---------- Given information ----------

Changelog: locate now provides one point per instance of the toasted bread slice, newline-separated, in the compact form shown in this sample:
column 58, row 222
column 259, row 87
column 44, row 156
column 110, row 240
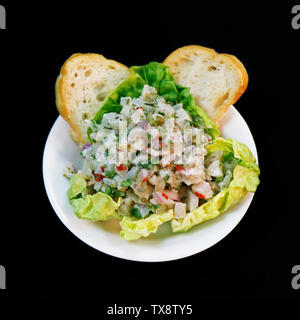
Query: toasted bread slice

----------

**Work to complete**
Here the job is to print the data above exactly, except for any pictures.

**Solution for this exercise**
Changelog: locate now provides one point per instance of the toasted bread slice, newline-separated, in the compact form shown in this sample:
column 58, row 222
column 259, row 87
column 44, row 156
column 110, row 240
Query: toasted bread slice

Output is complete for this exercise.